▸ **OBJECTIVE**
Exactly as written, transcribe the lines that run from the one containing "Question. For every instance of the gray wall" to the end of the records below.

☆ ☆ ☆ ☆

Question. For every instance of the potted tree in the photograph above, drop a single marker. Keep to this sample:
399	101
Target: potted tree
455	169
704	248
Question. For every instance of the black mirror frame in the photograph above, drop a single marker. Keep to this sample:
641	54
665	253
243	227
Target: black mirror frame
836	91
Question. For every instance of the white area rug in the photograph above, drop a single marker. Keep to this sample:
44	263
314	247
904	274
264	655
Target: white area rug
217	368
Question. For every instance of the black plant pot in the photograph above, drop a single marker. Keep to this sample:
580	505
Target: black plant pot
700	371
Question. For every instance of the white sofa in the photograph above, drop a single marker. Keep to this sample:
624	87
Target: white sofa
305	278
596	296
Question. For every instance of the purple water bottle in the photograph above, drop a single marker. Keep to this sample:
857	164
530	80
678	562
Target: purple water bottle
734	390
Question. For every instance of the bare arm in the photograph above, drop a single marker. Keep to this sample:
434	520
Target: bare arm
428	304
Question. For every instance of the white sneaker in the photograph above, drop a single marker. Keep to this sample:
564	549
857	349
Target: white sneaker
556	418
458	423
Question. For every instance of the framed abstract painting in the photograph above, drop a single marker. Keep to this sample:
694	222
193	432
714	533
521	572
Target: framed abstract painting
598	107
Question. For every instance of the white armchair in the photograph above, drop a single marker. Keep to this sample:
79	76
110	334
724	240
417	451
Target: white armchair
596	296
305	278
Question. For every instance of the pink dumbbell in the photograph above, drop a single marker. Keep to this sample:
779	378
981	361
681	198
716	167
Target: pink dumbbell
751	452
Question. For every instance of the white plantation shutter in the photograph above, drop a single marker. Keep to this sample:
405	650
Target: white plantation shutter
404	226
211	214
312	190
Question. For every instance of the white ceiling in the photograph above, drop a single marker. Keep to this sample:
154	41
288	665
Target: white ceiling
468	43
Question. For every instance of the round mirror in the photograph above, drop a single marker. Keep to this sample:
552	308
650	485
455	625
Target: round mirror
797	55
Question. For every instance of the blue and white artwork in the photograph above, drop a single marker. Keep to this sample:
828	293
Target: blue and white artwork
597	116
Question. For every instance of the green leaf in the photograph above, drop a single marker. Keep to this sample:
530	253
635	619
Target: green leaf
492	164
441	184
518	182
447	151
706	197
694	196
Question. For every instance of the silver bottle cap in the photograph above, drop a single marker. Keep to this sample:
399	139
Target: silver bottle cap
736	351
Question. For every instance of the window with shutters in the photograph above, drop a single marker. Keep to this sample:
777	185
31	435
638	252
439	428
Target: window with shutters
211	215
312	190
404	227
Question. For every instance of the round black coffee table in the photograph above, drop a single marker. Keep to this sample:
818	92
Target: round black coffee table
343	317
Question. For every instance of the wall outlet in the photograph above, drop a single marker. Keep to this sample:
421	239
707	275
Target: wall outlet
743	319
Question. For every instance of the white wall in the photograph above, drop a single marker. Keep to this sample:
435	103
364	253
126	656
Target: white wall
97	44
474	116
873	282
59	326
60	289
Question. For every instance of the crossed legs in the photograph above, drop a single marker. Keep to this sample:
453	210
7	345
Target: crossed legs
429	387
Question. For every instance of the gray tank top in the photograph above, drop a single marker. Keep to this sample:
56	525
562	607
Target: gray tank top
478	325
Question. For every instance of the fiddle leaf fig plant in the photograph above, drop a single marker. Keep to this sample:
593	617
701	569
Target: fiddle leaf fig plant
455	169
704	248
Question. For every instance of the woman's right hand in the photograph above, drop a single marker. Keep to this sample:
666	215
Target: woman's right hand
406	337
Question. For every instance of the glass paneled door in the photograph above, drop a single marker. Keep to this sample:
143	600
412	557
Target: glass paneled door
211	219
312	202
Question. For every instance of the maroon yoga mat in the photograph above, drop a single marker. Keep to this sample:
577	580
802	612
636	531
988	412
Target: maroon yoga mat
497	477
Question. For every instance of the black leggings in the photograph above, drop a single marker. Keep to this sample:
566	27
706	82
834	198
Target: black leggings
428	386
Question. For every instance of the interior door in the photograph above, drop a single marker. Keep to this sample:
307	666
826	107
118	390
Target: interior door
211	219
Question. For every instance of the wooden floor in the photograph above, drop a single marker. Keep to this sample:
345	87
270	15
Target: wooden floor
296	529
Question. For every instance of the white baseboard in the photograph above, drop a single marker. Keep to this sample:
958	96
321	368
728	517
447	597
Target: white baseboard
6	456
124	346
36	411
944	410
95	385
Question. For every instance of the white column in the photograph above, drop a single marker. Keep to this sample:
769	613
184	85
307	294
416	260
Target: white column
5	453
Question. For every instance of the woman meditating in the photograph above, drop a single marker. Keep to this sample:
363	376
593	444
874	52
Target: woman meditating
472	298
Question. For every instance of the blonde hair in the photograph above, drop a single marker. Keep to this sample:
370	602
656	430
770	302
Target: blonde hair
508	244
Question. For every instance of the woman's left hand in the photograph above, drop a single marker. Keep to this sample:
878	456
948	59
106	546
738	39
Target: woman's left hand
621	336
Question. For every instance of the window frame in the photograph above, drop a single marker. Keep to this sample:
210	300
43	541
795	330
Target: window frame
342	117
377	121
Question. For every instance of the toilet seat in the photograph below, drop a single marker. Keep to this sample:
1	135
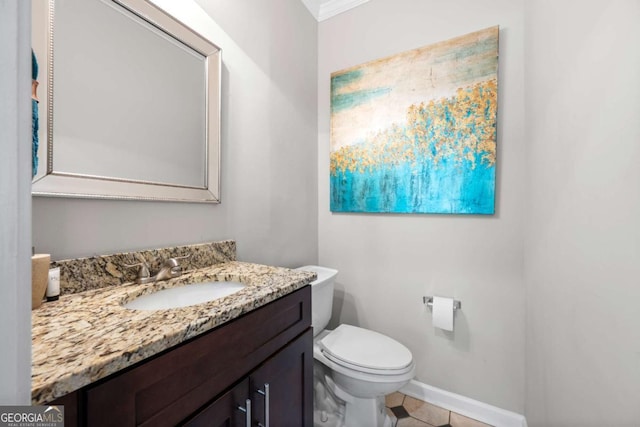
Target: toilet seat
366	351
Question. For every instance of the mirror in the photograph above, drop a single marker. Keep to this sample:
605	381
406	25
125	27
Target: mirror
133	111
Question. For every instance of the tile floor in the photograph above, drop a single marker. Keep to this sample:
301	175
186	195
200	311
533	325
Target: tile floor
412	412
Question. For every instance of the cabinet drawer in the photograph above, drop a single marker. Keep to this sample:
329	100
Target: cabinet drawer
168	388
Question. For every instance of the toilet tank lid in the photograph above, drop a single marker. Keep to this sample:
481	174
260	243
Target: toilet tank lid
324	273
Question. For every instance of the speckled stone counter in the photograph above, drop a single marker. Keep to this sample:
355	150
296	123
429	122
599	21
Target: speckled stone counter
86	336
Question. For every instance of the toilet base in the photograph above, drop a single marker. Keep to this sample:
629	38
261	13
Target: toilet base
333	407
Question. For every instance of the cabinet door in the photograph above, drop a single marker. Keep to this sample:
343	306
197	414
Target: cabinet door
229	410
285	382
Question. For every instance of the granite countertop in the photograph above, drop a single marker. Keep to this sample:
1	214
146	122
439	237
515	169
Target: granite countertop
86	336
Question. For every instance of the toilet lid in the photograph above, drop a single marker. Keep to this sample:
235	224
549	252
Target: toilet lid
366	350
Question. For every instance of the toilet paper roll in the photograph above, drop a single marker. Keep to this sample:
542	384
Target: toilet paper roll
443	313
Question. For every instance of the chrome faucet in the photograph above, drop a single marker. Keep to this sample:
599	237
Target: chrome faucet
170	269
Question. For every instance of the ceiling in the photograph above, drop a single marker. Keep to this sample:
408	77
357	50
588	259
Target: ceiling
325	9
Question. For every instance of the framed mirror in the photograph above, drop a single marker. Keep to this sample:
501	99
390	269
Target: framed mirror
129	103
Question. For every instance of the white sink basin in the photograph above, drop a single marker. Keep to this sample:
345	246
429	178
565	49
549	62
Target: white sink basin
183	296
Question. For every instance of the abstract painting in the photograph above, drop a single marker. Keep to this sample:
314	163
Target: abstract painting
416	132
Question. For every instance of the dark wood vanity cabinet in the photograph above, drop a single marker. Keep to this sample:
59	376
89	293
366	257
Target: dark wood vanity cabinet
213	379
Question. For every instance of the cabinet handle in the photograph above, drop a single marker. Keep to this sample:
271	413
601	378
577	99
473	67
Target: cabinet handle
265	393
247	412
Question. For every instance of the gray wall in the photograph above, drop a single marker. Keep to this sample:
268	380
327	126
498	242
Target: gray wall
15	203
388	262
269	134
583	211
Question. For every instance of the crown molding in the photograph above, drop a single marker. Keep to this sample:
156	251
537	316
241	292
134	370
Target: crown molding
325	9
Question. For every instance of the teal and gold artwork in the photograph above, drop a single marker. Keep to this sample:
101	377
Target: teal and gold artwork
416	132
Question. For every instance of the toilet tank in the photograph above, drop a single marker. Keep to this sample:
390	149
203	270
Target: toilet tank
321	296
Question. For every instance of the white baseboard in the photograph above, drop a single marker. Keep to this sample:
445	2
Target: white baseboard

☆ ☆ ☆ ☆

▸ **THE ANSWER**
Question. For every instance of the gray wall in the photograph above, drop a single marker. Keep to this sample:
268	380
327	126
498	242
Target: gray wall
15	203
388	262
269	134
583	211
Question. For every instance of the crown molding in the photograph above, drop a single marker. Keep to this sample:
156	251
537	316
241	292
134	370
Target: crown molding
325	9
Question. For every instance of the teal and gold artwork in the photograph above, drop a single marker. Keep to this sample:
101	377
Target: teal and gold artwork
416	132
Question. For every instance of the toilet tank in the photograph above, drop a single marker. Keep to this sample:
390	149
203	270
Target: toilet tank
321	296
Question. For every instance of the white baseboard in the photograph above, drop a single marker. Keep to this sample:
445	2
Target: white baseboard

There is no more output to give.